- [HOW TO COMPLETE THIS TASK]:
Answer these questions from the article on Kent County's Back to Work Safely effort:
(a) How many local employers are part of Back to Work Safely?
(b) How long does the screening process take?
(c) Which agency developed the Personal Protection Equipment Directory?

- [DOCUMENT SEGMENT]:

********************

GRAND RAPIDS, Mich. (WOOD) — Some of West Michigan’s top business leaders are heading up an effort to make sure employees returning to work are healthy — and tracking the spread of the coronavirus to avoid a bigger problem.
“We’ve learned to coexist with a lot of things in our past. We’re going to have to figure out how to coexist with this, too,” said Doug DeVos, Amway co-chair and a member of the public-private Kent County Back to Work Safely collaborative.
More than 150 local employers, including Amway, Meijer, Kent County and the city of Grand Rapids are part of Back To Work Safely.
Their plan does not involve testing for coronavirus. Instead, it’s a screening process to help employers and their workers gain the confidence they need to go back to work.
Under it, at each employee entrance, workers complete an online screening questionnaire about their health and possible exposure to COVID-19. If they pass, their temperature is checked. If that checks out, they can go back to work. The process takes less than 30 seconds.
The information collected is fed into a database.
‘We really want to stress (the information is archived) without identifying the name of any employee. We keep their personal information private,” said Dr. Norman Beauchamp Jr., the executive vice president for health sciences at Michigan State University.
Experts at the MSU College of Human Medicine are in charge of crunching the numbers and share what they have learned with both the employer and the Kent County Health Department.
“Which will use the data to monitor for potential outbreaks and hot spots,” Beauchamp explained.
That’s just one of the challenges being addressed as West Michigan slowly gets back to work amid continuing pandemic concerns. The other is making sure employers have a source for masks and other personal protection equipment. The Right Place Inc., the regional economic development agency, has developed a Personal Protection Equipment Directory to make that happen.
“West Michigan manufacturers that are producing personal protection equipment right here in West Michigan” are in that directory, said Tim Mroz, senior vice president for strategic initiatives at The Right Place.
The directory is aimed at manufacturers that aren’t big enough to access the global supply chain or small enough to buy off the shelf at a local retailers.
“If you have 50 employees, 100 employees and you need 3,000 units of masks or you need 5,000 gloves, those are really hard to buy right now,” Mroz said.
Kent County Back to Work Safely is currently exclusive to Kent County employers who register. Plans are in the works to expand it to other areas of West Michigan.

********************

- [DATA BELOW]:
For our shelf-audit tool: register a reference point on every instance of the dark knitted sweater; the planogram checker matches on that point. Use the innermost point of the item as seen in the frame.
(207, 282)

********************

- [FINISHED EXERCISE]:
(a) More than 150
(b) Less than 30 seconds
(c) The Right Place Inc., the regional economic development agency